WORK TO DO →
Copy every one of the rows below without changing a single character.

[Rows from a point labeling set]
-.-.-

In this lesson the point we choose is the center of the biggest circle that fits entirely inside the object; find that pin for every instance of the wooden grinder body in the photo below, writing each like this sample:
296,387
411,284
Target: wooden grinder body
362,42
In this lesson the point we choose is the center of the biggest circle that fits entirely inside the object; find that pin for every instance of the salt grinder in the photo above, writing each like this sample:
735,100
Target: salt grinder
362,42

-.-.-

EXPECTED ANSWER →
In this lesson the point we choose is the center of the biggest circle that fits entirely inside the object; find that pin for every instance of the wooden grinder body in the photo below, writing each like this sample:
296,387
411,284
Target: wooden grinder body
362,42
In this lesson the point we choose is the center of the biggest circle that fits entirely inside the object; find that pin for every instance of the salt grinder in the photo above, writing each like this sample:
735,100
Target: salt grinder
362,42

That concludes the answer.